**Trecho de origem**.
####

O marechal de costas, de José Luiz Passos
Por Pedro Fernandes
“A história se repete, a primeira vez como
tragédia e a segunda como farsa”. A frase de Karl Marx, assim deslocada da obra
em que foi gestada nunca serviu tão bem ao momento pelo qual passamos – dentro
e fora do Brasil. Algumas forças que, displicentemente, pensávamos sepultadas nos
anais da história, voltam à ribalta e ameaçam cada vez mais assustadoramente
voltar aos tempos de razão cega e sectarista responsável pelos momentos mais
dolorosos de nossa curta estadia no mundo como civilização. E essa é a frase que
bem poderíamos apresentar como explicação metodológica sobre a criação de O marechal de costas, de José Luiz
Passos.

####

**Exercício**. No trecho sobre O marechal de costas, a quem é atribuída a frase "A história se repete, a primeira vez como tragédia e a segunda como farsa"? A listagem vem de uma fonte diferente da do trecho.

**Seção de dados**.
####

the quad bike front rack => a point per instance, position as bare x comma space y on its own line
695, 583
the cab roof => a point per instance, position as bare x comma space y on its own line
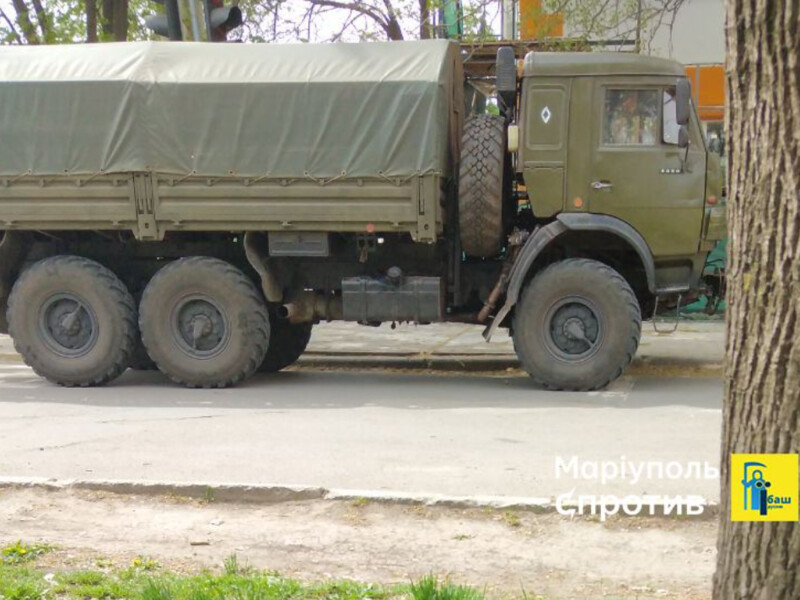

####

**Resposta esperada**. A frase é atribuída a Karl Marx.